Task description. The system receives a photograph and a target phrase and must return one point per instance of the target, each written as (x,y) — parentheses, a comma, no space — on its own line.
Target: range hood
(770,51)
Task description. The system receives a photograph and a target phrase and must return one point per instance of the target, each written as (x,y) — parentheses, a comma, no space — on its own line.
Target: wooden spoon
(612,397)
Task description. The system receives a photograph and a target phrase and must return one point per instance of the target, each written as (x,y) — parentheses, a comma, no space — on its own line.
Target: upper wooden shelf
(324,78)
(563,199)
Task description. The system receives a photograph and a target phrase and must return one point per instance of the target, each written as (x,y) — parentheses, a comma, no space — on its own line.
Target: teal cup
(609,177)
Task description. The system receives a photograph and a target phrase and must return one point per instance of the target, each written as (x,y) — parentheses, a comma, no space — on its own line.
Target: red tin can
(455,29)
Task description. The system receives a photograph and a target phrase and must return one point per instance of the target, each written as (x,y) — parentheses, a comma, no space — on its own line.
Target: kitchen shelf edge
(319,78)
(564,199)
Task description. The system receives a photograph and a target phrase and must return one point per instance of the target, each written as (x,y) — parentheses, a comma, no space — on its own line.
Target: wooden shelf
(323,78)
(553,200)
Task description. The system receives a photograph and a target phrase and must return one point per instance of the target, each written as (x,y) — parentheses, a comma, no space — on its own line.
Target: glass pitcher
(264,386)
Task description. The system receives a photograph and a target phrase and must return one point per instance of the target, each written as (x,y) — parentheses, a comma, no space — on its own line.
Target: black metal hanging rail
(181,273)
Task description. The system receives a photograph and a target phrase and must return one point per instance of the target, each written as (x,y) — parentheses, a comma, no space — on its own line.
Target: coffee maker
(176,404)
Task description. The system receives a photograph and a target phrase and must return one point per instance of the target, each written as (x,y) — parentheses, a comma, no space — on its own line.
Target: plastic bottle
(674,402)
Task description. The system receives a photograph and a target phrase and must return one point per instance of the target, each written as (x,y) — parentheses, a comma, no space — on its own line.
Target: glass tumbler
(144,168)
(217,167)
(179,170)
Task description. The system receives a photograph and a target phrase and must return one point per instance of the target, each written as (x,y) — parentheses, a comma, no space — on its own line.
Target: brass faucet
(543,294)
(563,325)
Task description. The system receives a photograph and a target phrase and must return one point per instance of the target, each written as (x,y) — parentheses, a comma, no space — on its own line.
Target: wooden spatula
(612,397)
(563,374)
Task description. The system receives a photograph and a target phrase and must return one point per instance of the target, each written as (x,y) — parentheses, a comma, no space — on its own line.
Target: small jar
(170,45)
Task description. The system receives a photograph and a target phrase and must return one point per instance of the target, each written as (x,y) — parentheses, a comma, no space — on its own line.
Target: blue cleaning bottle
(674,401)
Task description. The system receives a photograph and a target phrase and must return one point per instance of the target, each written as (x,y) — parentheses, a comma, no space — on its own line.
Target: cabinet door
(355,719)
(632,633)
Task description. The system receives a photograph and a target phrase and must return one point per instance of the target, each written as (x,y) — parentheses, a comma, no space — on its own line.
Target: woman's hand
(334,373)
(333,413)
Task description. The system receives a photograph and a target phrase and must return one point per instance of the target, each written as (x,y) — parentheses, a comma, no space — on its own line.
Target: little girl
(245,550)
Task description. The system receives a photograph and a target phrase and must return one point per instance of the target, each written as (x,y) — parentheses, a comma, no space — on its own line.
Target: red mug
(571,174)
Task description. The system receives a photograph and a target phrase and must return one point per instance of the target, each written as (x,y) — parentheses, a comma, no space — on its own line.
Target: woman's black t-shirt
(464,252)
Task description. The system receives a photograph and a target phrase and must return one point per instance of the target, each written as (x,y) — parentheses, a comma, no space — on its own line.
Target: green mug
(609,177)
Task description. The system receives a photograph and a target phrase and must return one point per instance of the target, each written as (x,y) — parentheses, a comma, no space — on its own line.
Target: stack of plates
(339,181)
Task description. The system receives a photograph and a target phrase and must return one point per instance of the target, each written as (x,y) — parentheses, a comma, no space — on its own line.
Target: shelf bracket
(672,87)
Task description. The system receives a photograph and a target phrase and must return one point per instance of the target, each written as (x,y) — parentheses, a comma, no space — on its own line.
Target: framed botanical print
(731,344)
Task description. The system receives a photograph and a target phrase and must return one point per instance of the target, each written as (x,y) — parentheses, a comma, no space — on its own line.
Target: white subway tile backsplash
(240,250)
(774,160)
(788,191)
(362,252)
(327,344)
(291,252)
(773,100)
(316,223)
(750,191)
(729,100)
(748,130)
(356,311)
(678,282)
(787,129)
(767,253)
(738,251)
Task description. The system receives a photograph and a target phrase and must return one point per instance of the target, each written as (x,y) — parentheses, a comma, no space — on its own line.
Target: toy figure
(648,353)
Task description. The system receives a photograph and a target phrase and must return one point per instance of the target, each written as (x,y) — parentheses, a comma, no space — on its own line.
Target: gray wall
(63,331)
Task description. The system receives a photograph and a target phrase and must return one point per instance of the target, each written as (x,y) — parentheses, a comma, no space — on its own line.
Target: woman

○ ○ ○ ○ ○

WHAT TO DO: Return the listing above in full, character for character.

EXPECTED OUTPUT:
Task description. The system receives a photograph and a target phrase and must return one point per instance of the target, each written as (x,y) — parentheses, a comma, no space — on its own line.
Target: range hood
(770,51)
Task description. The system receives a photograph and a target phrase and must return one point per instance of the target, each written as (x,y) — parentheses, a comma, no space — on its own line.
Target: wooden spoon
(612,397)
Task description. The system receives a photograph and a target phrase and must return one point per instance of the target, each written as (x,y) — parentheses, a comma, no space — on its own line.
Target: upper wooden shelf
(324,78)
(563,199)
Task description. The system receives a photograph and a target phrase and must return one point per instance of the target, each written as (x,y) — parentheses, a comma, no space — on its own line.
Target: teal cup
(609,177)
Task description. The system receives a photograph and a target phrase and must return one point per instance of the target, each written as (x,y) — parentheses, a comma, no space — on its own line.
Target: red tin can
(455,29)
Task description. The system receives a photograph and a target phrase and must return one point per instance of the target, each written as (x,y) — parentheses, a comma, no space — on its own line.
Target: kitchen shelf edge
(319,78)
(564,199)
Task description. The system receives a photograph and a target phrase and must return one point per instance of the target, each written as (x,y) — parentheses, a comma, no space — on its own line.
Target: wooden shelf
(323,78)
(553,200)
Task description. The system receives a photograph and a target phrase and must return one point per instance of the target, each written as (x,y) — parentheses, a comma, no space — on its own line.
Target: glass pitcher
(264,386)
Task description. The system receives a photograph and a target phrase and must return one point per instance of the target, each written as (x,y) — parentheses, a comma, no space — on its own line.
Target: black metal hanging rail
(181,273)
Task description. The system receives a photograph and a target phrase and must return one point per instance of the target, each written as (x,y) — parentheses, a comma, no space — on its own line.
Target: coffee maker
(176,404)
Task description. The system receives a photograph and a target phrase and must return one point per instance of the target, each written as (x,y) — parentheses, a comma, no space — on its own line.
Target: plastic bottle
(674,402)
Task description. The system receives a photograph and a target phrase and must return one point per instance of the target, each written as (x,y) — parentheses, a comma, no space — on its own line.
Target: glass tumbler
(144,168)
(217,167)
(179,170)
Task description. The system receives a photograph and a target phrase and must return one point per instance of the target, each written as (x,y) — parentheses, a comma, no space — on its own line.
Target: brass faucet
(543,294)
(563,325)
Task description. The system receives a photograph and a target phrase and must return one point per instance of the target, each written as (x,y) — parentheses, a comma, no space — on its own line.
Target: wooden spatula
(612,397)
(563,374)
Task description. The system receives a photograph and a target phrase and must return one point per instance of the target, each written as (x,y) — parentheses, a comma, no space — on its own line.
Target: small jar
(170,45)
Task description. The system receives a photograph and a target phrase and must return one point per instance of the target, each written as (x,y) — parentheses, a comma, no space — on its own line.
Target: blue cleaning bottle
(674,401)
Task description. The system receives a photograph and a target phrase and must return one point per instance of the target, each written as (x,y) — parentheses, a comma, no space — on its own line.
Target: cabinet door
(355,719)
(632,633)
Task description. The system receives a photograph and a target phrase and must return one point per instance of the target, each written as (x,y) — parentheses, a comma, no space — on its own line.
Target: woman's hand
(334,373)
(333,413)
Task description. The system receives a photograph and a target phrase and must return one point per instance of the target, each written as (x,y) — parentheses, a comma, no space — on its own line.
Target: little girl
(245,550)
Task description. The system receives a photograph and a target phrase and must return one point per instance of the target, each written as (x,y) — parentheses, a comma, no space — on its own line.
Target: red mug
(571,174)
Task description. The system receives a photograph and a target phrase and must return one point per instance of the target, each written as (x,y) — parentheses, a comma, no space — on its own line.
Target: woman's black t-shirt
(464,252)
Task description. The system receives a photograph and a target phrase and must return one point per instance of the target, each written as (x,y) — parentheses, a comma, no space — on its own line.
Target: green mug
(609,177)
Task description. The system receives a photograph and a target phrase and must return one point per instance of the target, each written as (x,y) — parentheses, a comma, no space — on its own line.
Target: stack of plates
(339,181)
Task description. The system receives a photograph and a target phrase and must return one point per instance of the target, each written as (x,y) — parentheses, a comma, no space — on its own line.
Target: shelf bracket
(672,87)
Task description. The system receives a photograph and a target phrase and must return one point per instance of the target, each written as (x,y) — parentheses, a comma, no space — on its own line.
Target: framed botanical print
(731,344)
Task description. The system receives a photograph and a target phrase and must return one point per instance of the target, each written as (x,y) — parentheses, a comma, no space — on its own line.
Target: white subway tile backsplash
(240,250)
(774,160)
(788,191)
(362,252)
(327,344)
(291,252)
(773,100)
(316,223)
(750,191)
(729,100)
(748,130)
(356,311)
(678,282)
(787,129)
(767,253)
(738,251)
Task description. The system receives a photograph and a target phrase and must return one point per instance of the target, each written as (x,y) — parentheses, a comma, no space — on its own line.
Target: toy figure
(648,353)
Task description. The system receives a photograph and a target phrase and must return one point per instance of the target, each written as (x,y) — parentheses, a comma, no space — on its own line.
Target: gray wall
(63,331)
Task description. The system receives a photograph and a target phrase and must return one point per instance of the target, each written as (x,y) — parentheses, a comma, no space — on its own line.
Target: woman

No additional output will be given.